Lo que se pide: En el texto sobre el Estado de bienestar, ¿qué trae consigo la desorganización política?

┌─ Texto seleccionado

En cambio, en todos los niveles de ingresos y de la vida social, las causas del sufrimiento y de la desgracia están cada vez más diversificadas, sin olvidar las agotadoras condiciones de trabajo que están muy lejos de haber desaparecido, como han dicho algunos analistas de manera atolondrada. ¿Acaso no debería ser éste el primer objetivo de los europeos: transformar un sistema de intervención pública, que ha perdido gran parte de su eficacia social y cuyos costes son a menudo demasiado elevados, en un nuevo sistema de intervención social, pública o privada, que tendría más en cuenta todos los elementos culturales, relacionales y de identidad cuya importancia es percibida cada vez mejor por todos? Pero este paso de un antiguo sistema de Estado de bienestar a uno nuevo es difícil y hay que evitar que el conjunto de la población tenga la impresión en un momento dado de que se elimina el antiguo sistema de Seguridad Social, pero no en beneficio de uno nuevo, sino en beneficio de un liberalismo que incrementa las desigualdades que, por el contrario, hay que reducir. Y, como he indicado, una parte importante de la resistencia procede de categorías sociales relacionadas con el Estado, pero no debido a que éste sea el principal gestor de la Seguridad Social, sino debido a que éste, según un modelo antiguo, el de las nacionalizaciones, se ha identificado con una acción a favor de la justicia social que se definía, ante todo, por una lucha anticapitalista.

Este problema del cambio de un sistema de lucha contra la desigualdad y la inseguridad a otro sistema -pasando, es verdad, por ciertas medidas de liberalización, pero, en lo fundamental, sin entrar en la lógica de la gestión neoliberal- es el problema central de los países de la vieja Europa y los grandes debates políticos deberían entablarse alrededor de él. Pero estos problemas son tan grandes y tan difíciles que los partidos de izquierda dudan en lanzar reformas, mientras que una parte importante de su electorado forma la mayoría de lo que se pueden denominar sectores protegidos o incluso excesivamente protegidos. Por su parte, los partidos de derecha sólo critican el antiguo sistema del Estado de bienestar con el fin de favorecer una liberalización que, en el estado actual de las cosas, probablemente provocaría, al menos en numerosos países, graves desórdenes sociales. Italia, Alemania, España, Gran Bretaña y Francia, sin contar Holanda, Bélgica y los países escandinavos, se enfrentan a los mismos problemas. Por lo tanto, es necesario que la izquierda y la derecha se definan en todas partes del mismo modo en relación con las soluciones propuestas a este problema del cambio del antiguo al nuevo Estado de bienestar. La desorganización política, que trae consigo una pérdida de interés de la opinión pública por las elecciones, reproduce fielmente esta impotencia para exponer los problemas y proponer soluciones.

└─
┌─ Datos extraídos

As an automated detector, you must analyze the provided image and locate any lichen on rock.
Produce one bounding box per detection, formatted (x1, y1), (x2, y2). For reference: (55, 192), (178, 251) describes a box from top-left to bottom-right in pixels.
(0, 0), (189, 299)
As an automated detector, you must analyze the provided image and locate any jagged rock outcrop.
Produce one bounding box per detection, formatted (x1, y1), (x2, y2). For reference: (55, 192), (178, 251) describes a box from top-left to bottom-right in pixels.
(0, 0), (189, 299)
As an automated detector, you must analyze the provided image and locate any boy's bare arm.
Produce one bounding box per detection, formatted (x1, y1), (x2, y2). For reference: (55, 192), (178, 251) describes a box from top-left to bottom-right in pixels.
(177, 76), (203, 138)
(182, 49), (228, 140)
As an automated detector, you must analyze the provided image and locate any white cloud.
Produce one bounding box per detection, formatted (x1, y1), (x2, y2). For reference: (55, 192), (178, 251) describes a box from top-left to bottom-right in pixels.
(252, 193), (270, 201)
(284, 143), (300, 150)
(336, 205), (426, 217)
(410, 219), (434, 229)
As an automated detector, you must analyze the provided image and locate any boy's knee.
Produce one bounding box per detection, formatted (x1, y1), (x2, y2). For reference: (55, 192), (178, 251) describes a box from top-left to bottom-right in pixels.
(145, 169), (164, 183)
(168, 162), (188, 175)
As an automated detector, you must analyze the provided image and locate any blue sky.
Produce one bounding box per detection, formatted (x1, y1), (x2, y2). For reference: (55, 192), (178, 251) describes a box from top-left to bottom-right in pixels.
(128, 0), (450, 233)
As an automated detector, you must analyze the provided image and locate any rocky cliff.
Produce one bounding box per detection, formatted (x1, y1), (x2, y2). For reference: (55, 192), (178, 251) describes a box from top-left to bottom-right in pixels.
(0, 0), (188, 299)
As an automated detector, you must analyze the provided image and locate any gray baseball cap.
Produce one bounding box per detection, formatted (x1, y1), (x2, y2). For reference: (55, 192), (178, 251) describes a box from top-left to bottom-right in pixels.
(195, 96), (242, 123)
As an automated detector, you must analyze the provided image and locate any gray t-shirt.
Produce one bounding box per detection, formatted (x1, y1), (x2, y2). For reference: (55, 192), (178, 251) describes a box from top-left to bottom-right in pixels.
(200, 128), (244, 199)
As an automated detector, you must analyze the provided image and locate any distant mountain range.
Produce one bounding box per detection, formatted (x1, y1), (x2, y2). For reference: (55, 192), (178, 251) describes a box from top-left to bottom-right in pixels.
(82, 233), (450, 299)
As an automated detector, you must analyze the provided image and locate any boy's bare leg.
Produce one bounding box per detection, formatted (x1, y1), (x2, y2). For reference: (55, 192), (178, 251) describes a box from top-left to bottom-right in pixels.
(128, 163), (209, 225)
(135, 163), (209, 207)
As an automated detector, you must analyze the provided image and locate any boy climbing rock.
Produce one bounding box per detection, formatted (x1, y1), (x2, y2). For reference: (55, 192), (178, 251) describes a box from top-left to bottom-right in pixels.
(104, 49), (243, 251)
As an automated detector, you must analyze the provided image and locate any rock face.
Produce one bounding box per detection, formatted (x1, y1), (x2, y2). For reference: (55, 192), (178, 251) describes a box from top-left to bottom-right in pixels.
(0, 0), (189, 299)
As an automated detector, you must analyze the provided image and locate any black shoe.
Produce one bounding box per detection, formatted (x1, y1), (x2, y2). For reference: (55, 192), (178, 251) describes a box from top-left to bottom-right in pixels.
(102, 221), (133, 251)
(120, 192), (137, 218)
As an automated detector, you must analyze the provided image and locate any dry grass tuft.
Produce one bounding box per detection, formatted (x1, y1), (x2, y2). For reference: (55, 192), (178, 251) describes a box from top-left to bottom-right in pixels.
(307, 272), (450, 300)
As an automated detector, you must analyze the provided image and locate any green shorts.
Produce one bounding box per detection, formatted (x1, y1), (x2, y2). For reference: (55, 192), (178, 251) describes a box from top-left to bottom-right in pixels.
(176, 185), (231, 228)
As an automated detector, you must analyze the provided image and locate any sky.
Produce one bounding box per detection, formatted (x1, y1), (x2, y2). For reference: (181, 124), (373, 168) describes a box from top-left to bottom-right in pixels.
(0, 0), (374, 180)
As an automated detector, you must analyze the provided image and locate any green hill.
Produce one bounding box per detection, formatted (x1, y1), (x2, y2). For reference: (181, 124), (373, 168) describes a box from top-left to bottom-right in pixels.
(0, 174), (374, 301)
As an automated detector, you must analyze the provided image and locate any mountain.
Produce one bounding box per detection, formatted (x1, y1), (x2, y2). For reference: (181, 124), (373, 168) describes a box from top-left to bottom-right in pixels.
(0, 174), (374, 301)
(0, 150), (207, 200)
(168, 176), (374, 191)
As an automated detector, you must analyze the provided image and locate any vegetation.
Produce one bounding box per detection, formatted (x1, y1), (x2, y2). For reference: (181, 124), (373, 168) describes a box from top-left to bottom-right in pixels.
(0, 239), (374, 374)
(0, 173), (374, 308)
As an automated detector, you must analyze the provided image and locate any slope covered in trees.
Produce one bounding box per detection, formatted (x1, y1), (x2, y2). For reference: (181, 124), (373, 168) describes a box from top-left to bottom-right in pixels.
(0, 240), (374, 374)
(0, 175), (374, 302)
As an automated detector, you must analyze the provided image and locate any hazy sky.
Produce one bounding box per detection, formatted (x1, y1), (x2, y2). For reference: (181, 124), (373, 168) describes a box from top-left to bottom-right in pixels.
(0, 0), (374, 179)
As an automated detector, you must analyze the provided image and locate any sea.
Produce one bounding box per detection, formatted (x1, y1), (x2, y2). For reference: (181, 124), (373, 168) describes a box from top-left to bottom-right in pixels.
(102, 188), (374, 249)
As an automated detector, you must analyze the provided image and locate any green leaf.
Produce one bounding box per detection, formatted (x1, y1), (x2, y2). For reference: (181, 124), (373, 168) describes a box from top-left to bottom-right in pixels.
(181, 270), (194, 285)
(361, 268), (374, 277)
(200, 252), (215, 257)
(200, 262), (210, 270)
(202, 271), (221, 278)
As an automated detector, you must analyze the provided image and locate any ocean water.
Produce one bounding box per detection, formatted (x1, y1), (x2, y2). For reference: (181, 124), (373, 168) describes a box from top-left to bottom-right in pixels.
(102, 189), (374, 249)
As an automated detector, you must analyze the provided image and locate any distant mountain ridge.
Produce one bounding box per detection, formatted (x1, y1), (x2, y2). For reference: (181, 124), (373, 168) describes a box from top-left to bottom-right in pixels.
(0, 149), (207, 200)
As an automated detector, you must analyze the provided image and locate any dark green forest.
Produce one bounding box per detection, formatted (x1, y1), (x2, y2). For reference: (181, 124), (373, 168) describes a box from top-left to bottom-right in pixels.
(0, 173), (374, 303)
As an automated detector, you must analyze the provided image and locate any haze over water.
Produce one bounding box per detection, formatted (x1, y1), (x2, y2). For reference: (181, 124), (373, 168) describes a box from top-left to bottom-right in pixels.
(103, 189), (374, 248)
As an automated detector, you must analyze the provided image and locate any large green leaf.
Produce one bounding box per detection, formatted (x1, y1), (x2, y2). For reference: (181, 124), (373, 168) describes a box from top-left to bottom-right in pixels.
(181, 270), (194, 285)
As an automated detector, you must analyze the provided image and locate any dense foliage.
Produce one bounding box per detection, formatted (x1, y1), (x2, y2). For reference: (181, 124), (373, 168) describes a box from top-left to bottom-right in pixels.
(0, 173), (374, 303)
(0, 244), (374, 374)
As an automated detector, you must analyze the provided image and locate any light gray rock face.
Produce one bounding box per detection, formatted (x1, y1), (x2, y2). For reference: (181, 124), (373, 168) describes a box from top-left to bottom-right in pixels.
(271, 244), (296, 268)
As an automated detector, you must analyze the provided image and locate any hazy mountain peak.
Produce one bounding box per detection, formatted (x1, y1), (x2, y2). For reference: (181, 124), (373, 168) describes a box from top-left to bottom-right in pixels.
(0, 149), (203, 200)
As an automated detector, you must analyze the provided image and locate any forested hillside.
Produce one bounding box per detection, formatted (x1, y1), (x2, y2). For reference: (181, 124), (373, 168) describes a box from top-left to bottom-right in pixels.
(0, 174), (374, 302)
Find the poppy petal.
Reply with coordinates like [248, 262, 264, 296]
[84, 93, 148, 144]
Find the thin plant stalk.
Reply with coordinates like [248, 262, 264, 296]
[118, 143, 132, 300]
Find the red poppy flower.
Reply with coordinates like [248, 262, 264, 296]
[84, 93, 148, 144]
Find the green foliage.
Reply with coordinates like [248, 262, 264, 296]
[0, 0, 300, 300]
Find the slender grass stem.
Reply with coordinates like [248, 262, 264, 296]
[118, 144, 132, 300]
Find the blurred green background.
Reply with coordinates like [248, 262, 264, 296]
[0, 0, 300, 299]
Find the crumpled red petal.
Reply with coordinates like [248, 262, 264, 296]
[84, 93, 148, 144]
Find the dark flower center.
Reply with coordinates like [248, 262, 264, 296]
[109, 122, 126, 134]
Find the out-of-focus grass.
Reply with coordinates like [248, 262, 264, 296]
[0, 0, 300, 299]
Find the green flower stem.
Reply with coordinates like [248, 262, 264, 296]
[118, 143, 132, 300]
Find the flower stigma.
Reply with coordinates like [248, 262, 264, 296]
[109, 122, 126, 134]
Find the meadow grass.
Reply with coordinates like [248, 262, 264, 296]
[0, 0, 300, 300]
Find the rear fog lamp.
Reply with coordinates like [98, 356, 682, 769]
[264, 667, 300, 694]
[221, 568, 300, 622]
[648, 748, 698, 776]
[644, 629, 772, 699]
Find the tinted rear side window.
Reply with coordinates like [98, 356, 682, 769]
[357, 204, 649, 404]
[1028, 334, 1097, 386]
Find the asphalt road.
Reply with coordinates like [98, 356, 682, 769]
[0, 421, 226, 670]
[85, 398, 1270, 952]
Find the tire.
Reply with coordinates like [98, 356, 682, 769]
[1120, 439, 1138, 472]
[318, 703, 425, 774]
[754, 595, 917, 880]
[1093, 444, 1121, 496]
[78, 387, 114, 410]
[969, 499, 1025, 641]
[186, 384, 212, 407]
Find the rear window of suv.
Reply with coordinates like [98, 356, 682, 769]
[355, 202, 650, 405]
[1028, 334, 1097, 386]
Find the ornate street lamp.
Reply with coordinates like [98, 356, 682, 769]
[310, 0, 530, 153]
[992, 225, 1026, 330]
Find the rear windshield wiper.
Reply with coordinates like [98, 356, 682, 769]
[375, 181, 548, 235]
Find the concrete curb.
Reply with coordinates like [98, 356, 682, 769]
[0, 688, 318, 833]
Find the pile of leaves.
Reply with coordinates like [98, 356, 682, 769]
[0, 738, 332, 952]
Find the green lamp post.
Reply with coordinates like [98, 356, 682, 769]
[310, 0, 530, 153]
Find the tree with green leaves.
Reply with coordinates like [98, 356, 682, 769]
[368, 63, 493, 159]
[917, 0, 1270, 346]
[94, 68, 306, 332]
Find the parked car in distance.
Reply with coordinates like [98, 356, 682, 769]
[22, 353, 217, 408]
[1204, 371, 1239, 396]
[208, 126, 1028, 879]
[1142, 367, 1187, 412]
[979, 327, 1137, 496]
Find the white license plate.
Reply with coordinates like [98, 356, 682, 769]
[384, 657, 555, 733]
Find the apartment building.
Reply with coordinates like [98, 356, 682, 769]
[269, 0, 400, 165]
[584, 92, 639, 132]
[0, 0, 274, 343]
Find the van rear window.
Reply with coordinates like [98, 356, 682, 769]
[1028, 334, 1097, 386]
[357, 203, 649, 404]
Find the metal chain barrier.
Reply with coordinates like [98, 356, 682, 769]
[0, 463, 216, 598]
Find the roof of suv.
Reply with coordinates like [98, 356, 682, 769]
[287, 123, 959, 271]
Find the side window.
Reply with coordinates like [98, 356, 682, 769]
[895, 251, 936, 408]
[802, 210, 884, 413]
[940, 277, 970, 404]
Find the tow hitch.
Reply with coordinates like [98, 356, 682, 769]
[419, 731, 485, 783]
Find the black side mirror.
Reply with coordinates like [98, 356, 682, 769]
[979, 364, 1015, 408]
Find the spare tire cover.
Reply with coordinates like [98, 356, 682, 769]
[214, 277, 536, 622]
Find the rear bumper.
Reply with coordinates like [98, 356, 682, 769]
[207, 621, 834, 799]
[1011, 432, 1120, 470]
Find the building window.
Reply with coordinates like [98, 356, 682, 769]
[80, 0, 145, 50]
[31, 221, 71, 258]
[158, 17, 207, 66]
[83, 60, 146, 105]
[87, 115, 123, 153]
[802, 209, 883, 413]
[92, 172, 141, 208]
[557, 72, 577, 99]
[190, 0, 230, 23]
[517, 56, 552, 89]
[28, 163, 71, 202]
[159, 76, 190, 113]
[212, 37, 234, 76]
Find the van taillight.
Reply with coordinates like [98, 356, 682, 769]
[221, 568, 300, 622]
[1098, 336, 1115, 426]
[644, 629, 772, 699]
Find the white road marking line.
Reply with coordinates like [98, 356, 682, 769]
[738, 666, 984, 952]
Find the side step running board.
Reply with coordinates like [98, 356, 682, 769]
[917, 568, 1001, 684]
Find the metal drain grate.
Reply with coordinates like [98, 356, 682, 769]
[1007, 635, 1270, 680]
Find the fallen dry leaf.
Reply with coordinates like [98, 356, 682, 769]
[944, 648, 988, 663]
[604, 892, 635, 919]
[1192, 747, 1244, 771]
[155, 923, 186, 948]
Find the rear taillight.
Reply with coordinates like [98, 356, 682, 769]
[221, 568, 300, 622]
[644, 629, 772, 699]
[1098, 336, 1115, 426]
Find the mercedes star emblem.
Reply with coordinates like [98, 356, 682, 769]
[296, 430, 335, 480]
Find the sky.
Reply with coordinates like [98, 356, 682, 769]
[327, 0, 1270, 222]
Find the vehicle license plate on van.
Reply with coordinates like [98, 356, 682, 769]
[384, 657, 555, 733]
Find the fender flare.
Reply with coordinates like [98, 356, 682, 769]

└─

Respuesta redactada: Una pérdida de interés de la opinión pública por las elecciones.